- EXERCISE DIRECTIONS -
Each line below needs to be duplicated without alteration.

- INPUT -
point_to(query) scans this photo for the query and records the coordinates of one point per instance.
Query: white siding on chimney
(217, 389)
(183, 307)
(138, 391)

- EXPECTED ANSWER -
point_to(query) scans this photo for the query and records the coordinates of one point per instance.
Query: white siding on chimney
(217, 389)
(183, 307)
(138, 391)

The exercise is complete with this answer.